Short exercise -> Reproduce all records verbatim.

Pointing records ->
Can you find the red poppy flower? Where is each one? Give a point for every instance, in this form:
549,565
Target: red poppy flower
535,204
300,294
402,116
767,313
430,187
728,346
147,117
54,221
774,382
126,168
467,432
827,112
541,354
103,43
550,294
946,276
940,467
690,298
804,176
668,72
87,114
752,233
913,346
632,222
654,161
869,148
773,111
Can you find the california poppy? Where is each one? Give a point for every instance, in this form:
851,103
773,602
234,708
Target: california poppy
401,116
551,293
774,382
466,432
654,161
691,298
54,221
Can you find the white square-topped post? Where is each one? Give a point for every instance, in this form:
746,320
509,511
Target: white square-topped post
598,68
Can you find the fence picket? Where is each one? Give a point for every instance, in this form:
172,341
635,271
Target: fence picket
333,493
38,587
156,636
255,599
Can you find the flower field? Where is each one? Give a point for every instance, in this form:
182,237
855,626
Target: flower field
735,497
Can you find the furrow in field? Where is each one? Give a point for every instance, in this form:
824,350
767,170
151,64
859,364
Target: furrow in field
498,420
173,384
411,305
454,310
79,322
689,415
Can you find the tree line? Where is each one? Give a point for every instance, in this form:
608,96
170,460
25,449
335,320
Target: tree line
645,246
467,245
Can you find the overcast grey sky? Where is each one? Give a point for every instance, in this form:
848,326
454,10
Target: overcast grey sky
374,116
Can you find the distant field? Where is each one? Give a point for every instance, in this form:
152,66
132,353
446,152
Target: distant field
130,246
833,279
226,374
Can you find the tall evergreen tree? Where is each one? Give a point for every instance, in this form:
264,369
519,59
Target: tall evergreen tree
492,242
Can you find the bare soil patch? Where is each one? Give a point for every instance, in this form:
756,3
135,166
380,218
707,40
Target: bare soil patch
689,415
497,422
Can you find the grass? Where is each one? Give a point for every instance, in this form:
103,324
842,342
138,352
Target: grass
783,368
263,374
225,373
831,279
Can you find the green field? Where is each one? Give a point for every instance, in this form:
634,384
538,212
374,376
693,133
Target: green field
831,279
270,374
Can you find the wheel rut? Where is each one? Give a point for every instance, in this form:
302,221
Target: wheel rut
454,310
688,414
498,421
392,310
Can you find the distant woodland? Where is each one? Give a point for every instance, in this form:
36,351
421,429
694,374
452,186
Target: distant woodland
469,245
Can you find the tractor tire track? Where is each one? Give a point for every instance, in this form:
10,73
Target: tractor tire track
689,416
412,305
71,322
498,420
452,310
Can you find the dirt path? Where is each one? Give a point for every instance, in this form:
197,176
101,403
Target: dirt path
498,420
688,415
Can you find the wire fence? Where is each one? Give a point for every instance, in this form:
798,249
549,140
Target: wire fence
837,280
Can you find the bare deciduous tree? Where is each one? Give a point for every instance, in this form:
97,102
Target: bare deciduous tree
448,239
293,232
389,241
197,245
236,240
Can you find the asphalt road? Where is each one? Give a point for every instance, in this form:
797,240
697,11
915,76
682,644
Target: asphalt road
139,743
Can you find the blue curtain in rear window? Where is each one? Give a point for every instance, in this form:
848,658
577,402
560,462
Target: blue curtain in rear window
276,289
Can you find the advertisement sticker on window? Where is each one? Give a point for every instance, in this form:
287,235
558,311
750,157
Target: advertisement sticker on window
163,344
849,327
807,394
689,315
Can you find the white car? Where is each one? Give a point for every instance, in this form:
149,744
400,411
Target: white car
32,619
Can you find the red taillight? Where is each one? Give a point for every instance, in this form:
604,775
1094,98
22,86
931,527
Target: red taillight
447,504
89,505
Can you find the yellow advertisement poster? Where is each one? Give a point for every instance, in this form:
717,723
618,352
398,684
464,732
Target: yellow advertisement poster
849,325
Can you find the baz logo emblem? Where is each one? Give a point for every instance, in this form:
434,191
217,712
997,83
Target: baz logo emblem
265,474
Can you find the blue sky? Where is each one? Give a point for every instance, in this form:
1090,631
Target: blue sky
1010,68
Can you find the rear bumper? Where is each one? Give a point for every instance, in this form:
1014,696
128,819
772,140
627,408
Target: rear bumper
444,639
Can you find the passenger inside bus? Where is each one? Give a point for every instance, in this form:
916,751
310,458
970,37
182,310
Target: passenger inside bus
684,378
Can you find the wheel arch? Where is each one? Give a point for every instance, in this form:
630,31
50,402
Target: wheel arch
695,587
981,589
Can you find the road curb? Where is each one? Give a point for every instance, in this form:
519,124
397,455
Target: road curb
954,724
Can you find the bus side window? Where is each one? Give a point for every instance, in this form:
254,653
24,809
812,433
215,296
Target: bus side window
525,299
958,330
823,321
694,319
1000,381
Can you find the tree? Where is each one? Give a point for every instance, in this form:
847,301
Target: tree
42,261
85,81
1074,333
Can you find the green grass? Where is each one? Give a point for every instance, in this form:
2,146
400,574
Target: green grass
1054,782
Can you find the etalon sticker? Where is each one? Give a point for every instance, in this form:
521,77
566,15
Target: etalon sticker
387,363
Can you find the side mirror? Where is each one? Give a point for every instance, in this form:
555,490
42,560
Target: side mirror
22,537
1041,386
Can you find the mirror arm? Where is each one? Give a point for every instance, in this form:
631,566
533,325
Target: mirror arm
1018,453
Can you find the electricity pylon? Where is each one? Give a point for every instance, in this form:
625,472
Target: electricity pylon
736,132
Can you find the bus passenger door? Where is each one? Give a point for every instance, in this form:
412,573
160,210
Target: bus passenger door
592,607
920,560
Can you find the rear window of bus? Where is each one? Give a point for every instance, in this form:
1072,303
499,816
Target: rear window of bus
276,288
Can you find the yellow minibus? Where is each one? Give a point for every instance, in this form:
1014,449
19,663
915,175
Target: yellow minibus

Final result ->
Can you find the red poppy flower? Where is each one? Give a point for every instance, in this form:
549,565
Target: red poppy flower
535,204
300,294
402,116
767,313
430,187
728,346
147,117
54,221
774,382
126,168
467,432
827,112
541,354
103,43
550,294
946,276
940,467
690,298
804,176
668,72
87,114
752,233
913,346
632,222
654,161
869,148
773,111
Can you find the california poppy? Where is each one? Give a point for every instance, in this form:
851,103
773,602
234,708
Target: california poppy
401,116
551,293
774,382
466,432
654,161
691,298
54,221
Can you find the white square-topped post? Where is each one? Give a point for every instance, in this form:
746,320
509,511
Target: white square-topped post
598,68
Can you find the fence picket? Where is each one? Give a point for every instance, in this form:
172,341
635,271
Target: fence picket
333,493
38,587
156,636
255,599
Can you find the flower field? Where is each one? Give a point for every instance, in this form:
182,237
855,626
Target: flower field
735,497
Can you find the furrow in field? Where is each one? Give a point for every instance, in this form:
824,350
767,170
151,64
859,364
Target: furrow in field
498,420
173,384
411,305
454,310
79,322
689,415
Can you find the tree line? Where is each one? Give a point for every instance, in this form:
608,96
170,460
25,449
335,320
Target: tree line
645,246
467,245
Can you find the overcast grey sky? Where is each one? Give a point for every instance, in this form:
848,326
454,10
Target: overcast grey sky
374,116
Can you find the distant field? Where is each one? Give a point for every instance, in this form:
152,66
132,353
446,152
Target: distant field
130,246
833,279
226,374
Can you find the tall evergreen tree? Where is each one? Give a point for every instance, in this form:
264,369
519,59
Target: tall evergreen tree
492,242
Can you find the bare soil patch? Where is each one? Give a point for every instance, in this form:
756,3
135,166
380,218
707,40
Target: bare soil patch
689,415
497,422
Can you find the grass? Where is each one? Give a point for every instance, in this form:
103,324
842,342
138,352
Target: grass
783,368
263,374
225,373
831,279
Can you find the green field? Where is each one? Give a point for every instance, in this form:
634,384
538,212
374,376
693,133
Target: green field
831,279
270,374
Can you find the wheel rut? Where is each one? Give a point for every instance, in this form:
302,221
Target: wheel rut
454,310
688,414
498,421
392,310
Can you find the distant woodland? Where is each one? Give a point for every instance, in this form:
36,351
421,429
694,374
452,186
Target: distant woodland
469,245
Can you find the tractor tire track? Where is each one? Give a point for every instance, in this form:
10,73
Target: tractor tire track
689,416
412,305
71,322
498,420
452,310
Can you find the dirt path? Where is each one? Give a point for every instance, in this form:
197,176
101,403
Target: dirt path
498,420
688,415
Can you find the wire fence? Where is each one? Give a point for every instance, in this form:
798,249
549,140
Target: wire fence
837,280
Can you find the bare deciduous tree? Where is each one? Give a point for every instance, in this form:
97,102
Target: bare deciduous tree
448,239
293,232
389,241
197,245
236,240
Can you find the asphalt road? Where is each one? Give a point for every instance, in this form:
797,240
697,11
915,76
682,644
Target: asphalt road
139,743
Can you find the blue curtain in rear window? Where is each one? Give a point for every instance, in this form:
848,658
577,402
560,462
Target: blue curtain in rear window
276,289
Can you find the advertisement sticker on window? Where is each one? Give a point for every instance, in this form:
287,235
558,311
750,157
Target: advertisement sticker on window
163,344
849,327
807,394
689,315
Can you find the white car? Where is each one? Give a point for every instance, in this form:
149,744
400,411
Target: white car
32,619
Can you find the red taillight? Where is each one? Give a point for every instance, in this form:
604,775
1094,98
22,86
931,527
Target: red taillight
447,504
89,505
Can you find the yellow advertisement poster? Where is each one? Give a point for every instance, in this form:
717,723
618,352
398,684
464,732
Target: yellow advertisement poster
849,325
Can you find the baz logo emblem? Where is each one? Give a point for every instance, in this form:
434,191
217,712
997,83
Target: baz logo emblem
265,474
Can you find the blue sky? Where is each one? Give a point for every instance, in this form:
1090,631
Target: blue sky
1010,68
Can you find the rear bumper? Where is each one? Give a point for every instance, in this form:
1014,696
128,819
772,140
627,408
Target: rear bumper
444,639
Can you find the passenger inside bus? Where is each one? Give a point for every instance, in this form:
916,751
310,458
970,37
182,310
Target: passenger inside bus
684,378
Can you find the wheel arch? Where is each one? Give a point for every instance, in this form:
630,31
50,402
Target: wheel arch
695,587
981,589
Can you find the road curb? Where is each one? Give a point for every instance, in this form:
519,124
397,455
Target: road curb
954,724
Can you find the bus side window? Where is each one? Give a point for every instance, in this form:
254,653
24,809
812,433
215,296
Target: bus side window
525,299
958,330
823,321
694,319
1000,381
Can you find the tree? Where is each one? Give a point for every instance, in this form:
847,301
Target: tree
42,261
85,81
1074,333
Can you find the green grass? Where is each one? Give a point for every instance, in this form:
2,146
400,574
Target: green grass
1054,782
Can you find the etalon sticker? Where is each one? Give a point for every instance, in this form:
521,77
566,15
Target: etalon sticker
387,363
Can you find the side mirror? Where is each one? Give a point for every instance, in this form:
555,490
42,560
Target: side mirror
22,537
1041,386
Can you find the mirror arm? Where is each one? Give a point for every instance, in this form:
631,566
533,325
Target: mirror arm
1018,453
Can you find the electricity pylon? Where is each one? Give a point for every instance, in this form:
625,472
Target: electricity pylon
736,132
Can you find the bus passenger door? Where is each one? Give a point for every instance, in this form:
412,573
160,210
Target: bus passenger door
592,607
920,560
Can you find the rear window of bus? Where is each one? Give a point for every instance, in this form:
1072,303
499,816
Target: rear window of bus
276,288
Can you find the yellow minibus? Where is each one? Give a point for every instance, in this form:
1014,449
19,663
915,175
Target: yellow minibus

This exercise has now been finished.